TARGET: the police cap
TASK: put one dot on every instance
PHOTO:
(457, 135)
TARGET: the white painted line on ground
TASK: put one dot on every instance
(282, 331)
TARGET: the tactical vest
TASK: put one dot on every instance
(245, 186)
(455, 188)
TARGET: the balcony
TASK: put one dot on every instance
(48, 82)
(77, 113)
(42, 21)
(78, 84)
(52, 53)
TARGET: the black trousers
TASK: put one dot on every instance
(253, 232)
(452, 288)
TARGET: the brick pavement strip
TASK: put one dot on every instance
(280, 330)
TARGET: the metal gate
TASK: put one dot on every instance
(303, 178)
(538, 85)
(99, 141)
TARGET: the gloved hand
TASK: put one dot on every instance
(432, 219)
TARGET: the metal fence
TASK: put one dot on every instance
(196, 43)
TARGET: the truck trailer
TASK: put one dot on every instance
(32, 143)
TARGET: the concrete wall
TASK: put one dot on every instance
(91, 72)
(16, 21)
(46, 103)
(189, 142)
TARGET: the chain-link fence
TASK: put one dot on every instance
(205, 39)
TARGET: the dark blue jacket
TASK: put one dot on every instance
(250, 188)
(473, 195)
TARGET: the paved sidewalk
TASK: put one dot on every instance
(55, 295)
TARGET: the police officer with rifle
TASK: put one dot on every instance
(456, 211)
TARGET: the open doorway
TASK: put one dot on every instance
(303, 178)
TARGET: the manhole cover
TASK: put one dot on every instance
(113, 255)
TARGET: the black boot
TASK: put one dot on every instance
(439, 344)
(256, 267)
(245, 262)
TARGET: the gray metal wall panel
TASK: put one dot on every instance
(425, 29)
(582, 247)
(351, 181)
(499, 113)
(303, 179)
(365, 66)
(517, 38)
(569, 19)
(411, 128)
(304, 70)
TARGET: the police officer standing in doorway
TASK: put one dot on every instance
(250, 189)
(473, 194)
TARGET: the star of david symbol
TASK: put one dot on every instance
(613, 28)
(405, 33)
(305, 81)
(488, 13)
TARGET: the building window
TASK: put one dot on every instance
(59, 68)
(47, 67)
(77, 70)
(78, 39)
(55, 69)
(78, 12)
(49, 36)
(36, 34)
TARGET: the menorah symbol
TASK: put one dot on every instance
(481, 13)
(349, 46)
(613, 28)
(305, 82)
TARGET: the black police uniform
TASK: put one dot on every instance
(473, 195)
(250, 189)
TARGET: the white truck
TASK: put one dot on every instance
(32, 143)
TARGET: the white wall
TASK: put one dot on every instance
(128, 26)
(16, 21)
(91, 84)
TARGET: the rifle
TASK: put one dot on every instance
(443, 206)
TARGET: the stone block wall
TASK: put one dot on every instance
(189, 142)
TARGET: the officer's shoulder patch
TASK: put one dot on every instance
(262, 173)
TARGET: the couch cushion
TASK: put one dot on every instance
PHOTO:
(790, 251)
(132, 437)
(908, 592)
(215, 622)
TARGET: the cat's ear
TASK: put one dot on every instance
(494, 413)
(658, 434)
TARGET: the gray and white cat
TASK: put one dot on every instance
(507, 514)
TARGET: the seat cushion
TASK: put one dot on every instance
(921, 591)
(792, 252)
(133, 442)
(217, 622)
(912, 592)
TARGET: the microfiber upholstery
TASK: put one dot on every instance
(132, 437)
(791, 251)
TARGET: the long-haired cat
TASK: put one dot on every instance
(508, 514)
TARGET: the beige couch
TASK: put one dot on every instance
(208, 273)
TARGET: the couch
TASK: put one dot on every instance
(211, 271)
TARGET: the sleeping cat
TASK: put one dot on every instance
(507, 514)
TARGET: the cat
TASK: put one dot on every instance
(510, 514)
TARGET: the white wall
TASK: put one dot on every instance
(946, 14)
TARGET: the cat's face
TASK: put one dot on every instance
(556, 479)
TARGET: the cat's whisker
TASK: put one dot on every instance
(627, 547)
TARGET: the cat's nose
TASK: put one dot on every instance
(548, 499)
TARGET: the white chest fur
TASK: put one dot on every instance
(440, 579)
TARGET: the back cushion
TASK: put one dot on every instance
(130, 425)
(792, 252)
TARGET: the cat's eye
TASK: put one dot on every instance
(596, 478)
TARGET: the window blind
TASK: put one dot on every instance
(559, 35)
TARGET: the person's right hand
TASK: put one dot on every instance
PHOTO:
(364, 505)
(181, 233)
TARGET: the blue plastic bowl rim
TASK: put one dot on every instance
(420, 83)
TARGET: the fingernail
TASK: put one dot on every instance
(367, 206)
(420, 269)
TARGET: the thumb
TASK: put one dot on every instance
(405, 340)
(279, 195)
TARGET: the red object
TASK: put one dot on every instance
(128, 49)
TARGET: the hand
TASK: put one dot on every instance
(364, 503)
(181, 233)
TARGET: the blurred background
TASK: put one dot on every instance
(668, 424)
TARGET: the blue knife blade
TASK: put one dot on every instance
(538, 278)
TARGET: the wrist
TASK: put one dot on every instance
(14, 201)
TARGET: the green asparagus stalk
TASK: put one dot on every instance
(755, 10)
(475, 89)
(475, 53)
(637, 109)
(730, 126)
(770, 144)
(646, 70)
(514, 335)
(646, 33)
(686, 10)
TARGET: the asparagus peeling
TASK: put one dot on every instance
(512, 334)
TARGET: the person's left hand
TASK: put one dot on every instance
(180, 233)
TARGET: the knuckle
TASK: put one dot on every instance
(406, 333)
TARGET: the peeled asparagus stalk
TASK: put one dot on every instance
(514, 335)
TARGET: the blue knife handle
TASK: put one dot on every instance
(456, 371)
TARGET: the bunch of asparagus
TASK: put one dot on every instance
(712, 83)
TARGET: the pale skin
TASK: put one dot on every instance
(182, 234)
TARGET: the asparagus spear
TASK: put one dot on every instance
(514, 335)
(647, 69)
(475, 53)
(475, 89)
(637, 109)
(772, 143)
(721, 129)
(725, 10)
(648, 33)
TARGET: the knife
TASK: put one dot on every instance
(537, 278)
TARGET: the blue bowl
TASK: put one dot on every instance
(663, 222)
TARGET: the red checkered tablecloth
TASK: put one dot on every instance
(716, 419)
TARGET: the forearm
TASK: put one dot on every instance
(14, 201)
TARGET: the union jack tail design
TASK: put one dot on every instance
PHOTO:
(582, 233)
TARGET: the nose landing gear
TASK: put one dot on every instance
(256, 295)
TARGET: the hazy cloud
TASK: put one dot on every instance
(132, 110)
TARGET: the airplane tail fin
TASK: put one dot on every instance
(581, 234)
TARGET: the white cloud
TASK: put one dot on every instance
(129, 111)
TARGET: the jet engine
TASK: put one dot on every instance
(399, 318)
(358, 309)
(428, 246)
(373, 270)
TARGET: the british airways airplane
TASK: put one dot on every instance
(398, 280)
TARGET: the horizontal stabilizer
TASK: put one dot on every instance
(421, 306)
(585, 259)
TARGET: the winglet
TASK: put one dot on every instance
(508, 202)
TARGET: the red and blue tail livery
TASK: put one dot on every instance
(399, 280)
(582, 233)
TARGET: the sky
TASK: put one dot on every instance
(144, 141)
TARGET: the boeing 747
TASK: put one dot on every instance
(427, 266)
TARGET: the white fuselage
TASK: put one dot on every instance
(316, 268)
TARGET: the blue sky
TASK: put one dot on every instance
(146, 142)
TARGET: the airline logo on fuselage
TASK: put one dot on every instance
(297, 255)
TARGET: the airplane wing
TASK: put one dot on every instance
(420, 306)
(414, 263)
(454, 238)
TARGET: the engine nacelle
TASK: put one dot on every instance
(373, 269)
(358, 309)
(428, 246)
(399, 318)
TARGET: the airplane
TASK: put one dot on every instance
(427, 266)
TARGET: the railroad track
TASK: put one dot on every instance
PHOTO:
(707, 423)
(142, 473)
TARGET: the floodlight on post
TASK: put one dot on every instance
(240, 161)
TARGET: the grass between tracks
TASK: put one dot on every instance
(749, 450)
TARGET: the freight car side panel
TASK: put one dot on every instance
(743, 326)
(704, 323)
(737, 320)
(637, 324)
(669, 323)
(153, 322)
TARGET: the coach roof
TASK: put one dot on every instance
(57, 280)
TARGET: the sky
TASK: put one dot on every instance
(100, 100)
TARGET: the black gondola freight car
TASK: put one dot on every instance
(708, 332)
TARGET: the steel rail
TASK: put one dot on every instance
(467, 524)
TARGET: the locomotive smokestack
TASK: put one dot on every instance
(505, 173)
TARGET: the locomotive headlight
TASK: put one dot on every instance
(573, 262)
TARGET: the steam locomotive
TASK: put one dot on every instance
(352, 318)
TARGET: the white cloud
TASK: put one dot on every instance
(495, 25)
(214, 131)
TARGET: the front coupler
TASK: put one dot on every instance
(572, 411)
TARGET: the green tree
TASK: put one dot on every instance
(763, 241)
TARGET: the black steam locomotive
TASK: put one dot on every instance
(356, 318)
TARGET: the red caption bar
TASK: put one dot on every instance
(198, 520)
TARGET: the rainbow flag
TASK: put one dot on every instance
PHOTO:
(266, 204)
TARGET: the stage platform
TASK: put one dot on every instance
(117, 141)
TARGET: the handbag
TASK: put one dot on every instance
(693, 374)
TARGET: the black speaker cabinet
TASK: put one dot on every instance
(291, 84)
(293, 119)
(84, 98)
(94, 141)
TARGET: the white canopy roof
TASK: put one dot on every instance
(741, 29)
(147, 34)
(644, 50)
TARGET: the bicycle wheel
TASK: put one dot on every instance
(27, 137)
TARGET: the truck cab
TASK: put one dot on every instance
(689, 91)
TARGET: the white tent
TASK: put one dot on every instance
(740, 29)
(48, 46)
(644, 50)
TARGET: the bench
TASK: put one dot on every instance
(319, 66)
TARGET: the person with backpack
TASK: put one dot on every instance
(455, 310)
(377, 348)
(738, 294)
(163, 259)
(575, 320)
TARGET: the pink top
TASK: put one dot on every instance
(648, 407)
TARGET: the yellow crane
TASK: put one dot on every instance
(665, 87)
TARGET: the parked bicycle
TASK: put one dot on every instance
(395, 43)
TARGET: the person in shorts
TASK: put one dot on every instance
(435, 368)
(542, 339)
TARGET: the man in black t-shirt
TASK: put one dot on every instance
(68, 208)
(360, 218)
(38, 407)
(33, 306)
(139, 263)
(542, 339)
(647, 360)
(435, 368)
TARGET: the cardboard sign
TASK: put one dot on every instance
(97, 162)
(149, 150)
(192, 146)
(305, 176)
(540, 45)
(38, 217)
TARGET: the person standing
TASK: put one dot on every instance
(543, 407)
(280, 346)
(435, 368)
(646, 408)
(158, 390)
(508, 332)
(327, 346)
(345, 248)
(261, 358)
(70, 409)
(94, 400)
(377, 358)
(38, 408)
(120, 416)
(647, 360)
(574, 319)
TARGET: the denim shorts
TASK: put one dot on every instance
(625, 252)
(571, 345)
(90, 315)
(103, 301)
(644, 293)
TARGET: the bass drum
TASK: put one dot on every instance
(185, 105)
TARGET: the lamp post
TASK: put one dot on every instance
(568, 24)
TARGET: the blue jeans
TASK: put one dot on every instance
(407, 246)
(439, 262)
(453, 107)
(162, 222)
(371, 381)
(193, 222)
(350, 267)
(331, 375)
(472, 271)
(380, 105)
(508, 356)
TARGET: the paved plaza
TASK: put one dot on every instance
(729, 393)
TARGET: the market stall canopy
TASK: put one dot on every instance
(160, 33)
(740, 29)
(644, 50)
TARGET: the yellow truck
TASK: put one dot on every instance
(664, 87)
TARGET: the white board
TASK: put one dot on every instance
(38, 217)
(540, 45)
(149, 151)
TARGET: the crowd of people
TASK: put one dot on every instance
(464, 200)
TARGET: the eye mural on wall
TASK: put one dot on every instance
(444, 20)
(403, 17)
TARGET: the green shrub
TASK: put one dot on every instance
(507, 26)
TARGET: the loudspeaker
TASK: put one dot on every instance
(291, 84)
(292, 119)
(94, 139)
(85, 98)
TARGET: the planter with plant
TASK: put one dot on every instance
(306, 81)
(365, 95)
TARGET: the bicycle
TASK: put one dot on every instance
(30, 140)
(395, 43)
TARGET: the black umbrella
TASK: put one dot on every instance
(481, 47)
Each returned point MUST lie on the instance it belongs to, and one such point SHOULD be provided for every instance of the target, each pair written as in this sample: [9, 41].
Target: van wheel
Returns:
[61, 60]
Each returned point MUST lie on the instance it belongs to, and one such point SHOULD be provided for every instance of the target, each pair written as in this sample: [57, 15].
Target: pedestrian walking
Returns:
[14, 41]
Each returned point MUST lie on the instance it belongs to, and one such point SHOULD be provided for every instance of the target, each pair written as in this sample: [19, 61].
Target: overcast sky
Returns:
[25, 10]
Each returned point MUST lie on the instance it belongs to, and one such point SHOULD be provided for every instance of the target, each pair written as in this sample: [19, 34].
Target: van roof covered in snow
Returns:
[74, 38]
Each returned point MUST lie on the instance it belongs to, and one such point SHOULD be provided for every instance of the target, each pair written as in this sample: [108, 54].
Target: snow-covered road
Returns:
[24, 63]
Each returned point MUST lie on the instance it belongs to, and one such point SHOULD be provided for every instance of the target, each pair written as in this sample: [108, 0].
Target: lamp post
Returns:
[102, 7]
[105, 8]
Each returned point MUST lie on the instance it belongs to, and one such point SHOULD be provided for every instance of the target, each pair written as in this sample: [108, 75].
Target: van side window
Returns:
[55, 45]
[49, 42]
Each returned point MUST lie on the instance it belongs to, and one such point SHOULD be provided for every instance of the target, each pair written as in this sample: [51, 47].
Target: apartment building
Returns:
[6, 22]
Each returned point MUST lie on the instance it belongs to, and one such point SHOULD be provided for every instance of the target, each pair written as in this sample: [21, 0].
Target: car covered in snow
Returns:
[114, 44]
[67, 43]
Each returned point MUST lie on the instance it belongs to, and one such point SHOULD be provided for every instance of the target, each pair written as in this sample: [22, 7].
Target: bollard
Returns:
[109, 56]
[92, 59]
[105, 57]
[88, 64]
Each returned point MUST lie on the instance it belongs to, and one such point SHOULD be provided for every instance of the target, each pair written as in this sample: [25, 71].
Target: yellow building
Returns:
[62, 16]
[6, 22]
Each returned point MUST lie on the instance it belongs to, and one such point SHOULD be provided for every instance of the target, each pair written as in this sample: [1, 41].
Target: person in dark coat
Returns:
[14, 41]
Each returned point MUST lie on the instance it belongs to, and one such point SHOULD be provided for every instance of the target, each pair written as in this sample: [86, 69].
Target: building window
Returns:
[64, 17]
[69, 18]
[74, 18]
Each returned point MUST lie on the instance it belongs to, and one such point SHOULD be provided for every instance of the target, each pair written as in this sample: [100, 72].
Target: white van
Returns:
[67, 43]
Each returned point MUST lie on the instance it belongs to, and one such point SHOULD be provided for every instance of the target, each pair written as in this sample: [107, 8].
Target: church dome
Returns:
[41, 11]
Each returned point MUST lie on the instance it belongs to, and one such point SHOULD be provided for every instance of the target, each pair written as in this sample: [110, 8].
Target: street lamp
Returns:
═══
### PROMPT:
In your reply, restate exactly the lines from the start of the records above through the line holding "TARGET: the metal gate", including both, and nothing else.

### TASK RESPONSE:
TARGET: the police cap
TASK: put one dot on every instance
PHOTO:
(457, 135)
TARGET: the white painted line on ground
TASK: put one dot on every instance
(282, 331)
TARGET: the tactical vest
TASK: put one dot on every instance
(245, 186)
(455, 188)
TARGET: the balcony
TASK: put one dot on every instance
(48, 82)
(77, 113)
(42, 21)
(78, 84)
(52, 53)
TARGET: the black trousers
TASK: put one dot on every instance
(253, 232)
(452, 288)
TARGET: the brick pavement strip
TASK: put one dot on every instance
(280, 330)
TARGET: the metal gate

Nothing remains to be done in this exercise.